ASSIGNMENT: Repeat all the data exactly, and where a record holds a picture, leave that picture out.

DATA FOR ANALYSIS:
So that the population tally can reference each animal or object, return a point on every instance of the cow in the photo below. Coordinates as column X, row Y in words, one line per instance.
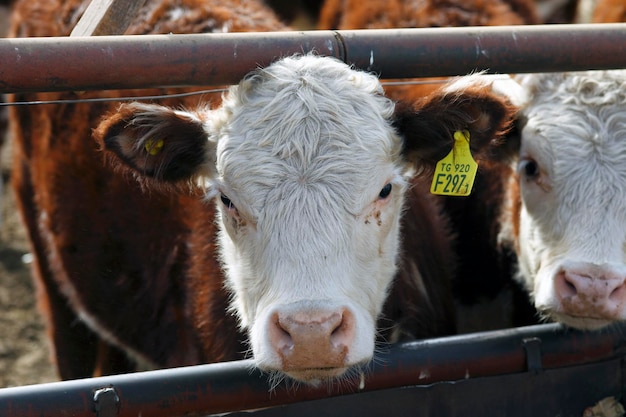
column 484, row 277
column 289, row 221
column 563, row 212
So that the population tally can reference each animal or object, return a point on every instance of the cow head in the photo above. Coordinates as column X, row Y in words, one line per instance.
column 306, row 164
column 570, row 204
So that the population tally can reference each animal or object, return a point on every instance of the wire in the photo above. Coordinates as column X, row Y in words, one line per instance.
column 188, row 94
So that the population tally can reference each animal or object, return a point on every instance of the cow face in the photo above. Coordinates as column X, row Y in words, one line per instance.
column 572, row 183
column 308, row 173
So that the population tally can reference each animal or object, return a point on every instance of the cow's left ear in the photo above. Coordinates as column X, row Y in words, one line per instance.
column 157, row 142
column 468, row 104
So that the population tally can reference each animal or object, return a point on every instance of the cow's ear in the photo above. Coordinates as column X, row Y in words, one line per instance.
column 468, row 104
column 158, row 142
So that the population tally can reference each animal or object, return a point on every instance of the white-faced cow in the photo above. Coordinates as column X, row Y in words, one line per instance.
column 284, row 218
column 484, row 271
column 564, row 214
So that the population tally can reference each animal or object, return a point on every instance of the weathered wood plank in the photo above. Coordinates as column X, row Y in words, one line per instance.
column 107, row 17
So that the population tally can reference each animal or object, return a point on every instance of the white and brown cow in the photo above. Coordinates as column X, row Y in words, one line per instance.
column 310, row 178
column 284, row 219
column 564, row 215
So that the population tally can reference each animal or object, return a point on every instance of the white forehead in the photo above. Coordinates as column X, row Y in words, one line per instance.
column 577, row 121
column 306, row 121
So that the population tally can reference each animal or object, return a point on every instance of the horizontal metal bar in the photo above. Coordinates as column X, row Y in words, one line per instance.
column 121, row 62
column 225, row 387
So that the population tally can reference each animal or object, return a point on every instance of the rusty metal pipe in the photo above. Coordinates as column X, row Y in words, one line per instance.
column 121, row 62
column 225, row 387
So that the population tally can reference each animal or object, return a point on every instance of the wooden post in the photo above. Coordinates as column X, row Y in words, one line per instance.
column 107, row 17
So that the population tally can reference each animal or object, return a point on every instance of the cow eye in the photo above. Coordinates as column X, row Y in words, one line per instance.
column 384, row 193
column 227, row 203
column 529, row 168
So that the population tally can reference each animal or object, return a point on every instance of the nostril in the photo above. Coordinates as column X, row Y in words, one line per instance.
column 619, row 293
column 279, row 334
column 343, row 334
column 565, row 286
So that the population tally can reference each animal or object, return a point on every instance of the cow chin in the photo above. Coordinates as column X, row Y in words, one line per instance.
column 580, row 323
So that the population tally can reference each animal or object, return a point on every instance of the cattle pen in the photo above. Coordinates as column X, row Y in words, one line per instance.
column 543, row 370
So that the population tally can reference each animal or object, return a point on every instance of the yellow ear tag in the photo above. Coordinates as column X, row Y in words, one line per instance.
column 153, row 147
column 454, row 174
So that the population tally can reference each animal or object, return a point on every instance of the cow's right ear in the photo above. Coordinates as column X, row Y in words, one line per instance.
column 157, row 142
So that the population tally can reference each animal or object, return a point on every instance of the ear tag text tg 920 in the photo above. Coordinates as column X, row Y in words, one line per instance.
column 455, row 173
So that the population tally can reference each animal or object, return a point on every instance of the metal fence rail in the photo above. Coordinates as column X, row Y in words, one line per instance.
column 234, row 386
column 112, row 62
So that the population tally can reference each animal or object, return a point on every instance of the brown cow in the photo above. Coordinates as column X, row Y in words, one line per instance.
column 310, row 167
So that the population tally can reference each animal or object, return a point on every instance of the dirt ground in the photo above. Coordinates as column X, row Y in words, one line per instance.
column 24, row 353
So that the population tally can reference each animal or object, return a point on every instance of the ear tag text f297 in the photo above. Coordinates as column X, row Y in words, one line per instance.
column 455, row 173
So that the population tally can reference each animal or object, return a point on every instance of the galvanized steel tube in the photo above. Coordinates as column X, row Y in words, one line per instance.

TASK OUTPUT:
So that the population tally can reference each animal or object, return a point on every instance of the cow in the photo below. Coordinates as column X, row Y in words, one line per instance.
column 484, row 277
column 289, row 221
column 563, row 212
So that the population tally can reference each animal or object, return a point on every instance of the cow head in the photo above. Coordinates as column X, row Y in words, one line per instance.
column 306, row 164
column 570, row 204
So that the population tally can reference each animal or object, return a point on every instance of the wire in the photo above. Coordinates as column X, row Y in words, one line per instance.
column 188, row 94
So that the population tally can reference each animal or object, return a point on every instance of the cow face in the photo above. Coordinates as column X, row Y in words, one line per instance.
column 572, row 183
column 308, row 173
So that the population tally can reference each animal or object, return a point on every instance of the cow's left ear in the photo above. Coordinates as column X, row Y in words, one line per instance.
column 157, row 142
column 468, row 104
So that the population tally can reference each animal or object, return a point on every instance of the cow's ear in the photo above. Coordinates as column X, row Y in words, one line per instance.
column 468, row 104
column 158, row 142
So that the population tally can reference each animal or object, return a point on every instance of the white-faced cow in the photo above. Coordinates as column X, row Y in words, one line per instance.
column 284, row 218
column 484, row 271
column 564, row 214
So that the population tally can reference each animal or object, return a point on every instance of the weathered wood plank in the photo above. Coordinates as column X, row Y in words, one line per instance.
column 107, row 17
So that the population tally can reference each animal or object, return a point on every instance of the white and brown cow in the photo above. Coordinates as column X, row Y in words, one line per instance.
column 310, row 178
column 284, row 219
column 564, row 215
So that the population tally can reference each animal or object, return a point on every instance of the white forehead in the photo above. Coordinates as column X, row Y in words, one line per instance.
column 577, row 121
column 306, row 121
So that the population tally can reference each animal or object, return a point on every instance of the horizontal metal bar in the photo above. Coordinates as column X, row Y in words, one line per instance.
column 121, row 62
column 225, row 387
So that the population tally can reference each animal or object, return a point on every instance of the rusty metal pipe in the photo above. Coordinates as column X, row Y in words, one line per instance.
column 121, row 62
column 225, row 387
So that the population tally can reference each animal or object, return a point on every instance of the wooden post in the photo above. Coordinates as column X, row Y in words, one line per instance.
column 107, row 17
So that the population tally can reference each animal or object, return a point on every instance of the cow eye in the photo above. Coordinates as column X, row Y in words, one line per instance.
column 384, row 193
column 227, row 203
column 529, row 168
So that the population tally can reference each animal or object, return a point on every instance of the nostril in the photo above. Coordinates as column X, row Y in words, one line per instance.
column 619, row 293
column 279, row 334
column 343, row 334
column 565, row 286
So that the population tally can reference each animal or object, return a point on every instance of the cow chin in the photo above. Coordinates as column X, row Y in words, one line per instance.
column 580, row 323
So that the population tally can reference each animal or object, return a point on every instance of the cattle pen in the photo above. Coordinates as column X, row Y in words, one line per instance.
column 543, row 370
So that the population tally can reference each animal or object, return a point on every instance of the yellow ear tag in the photo above. Coordinates as column X, row Y in words, one line per instance.
column 153, row 147
column 454, row 174
So that the population tally can reference each animal or object, return a point on every instance of the cow's right ear in the photo above. Coordinates as column X, row Y in words, one line per instance.
column 157, row 142
So that the population tally can reference each animal or object, return a point on every instance of the ear tag text tg 920 in the photo above. Coordinates as column X, row Y in words, one line per instance.
column 455, row 173
So that the population tally can reference each animal or object, return a point on every instance of the metal fence rail in the photo above. Coordinates as column X, row Y in words, one line per instance.
column 234, row 386
column 112, row 62
So that the population tally can reference each animal or object, return a point on every instance of the brown cow in the photo above. Coordinates as column X, row Y in words, one line per instance.
column 310, row 167
So that the population tally can reference each animal or object, return a point on every instance of the dirt ground in the photo above. Coordinates as column X, row Y in words, one line per instance.
column 24, row 353
So that the population tally can reference each animal or object, return a point on every instance of the ear tag text f297 in the photo above. Coordinates as column X, row Y in words, one line per instance.
column 455, row 173
So that the population tally can reference each animal or object, return a point on every instance of the galvanized steel tube in the photo above. Coordinates as column X, row Y in words, one line per instance.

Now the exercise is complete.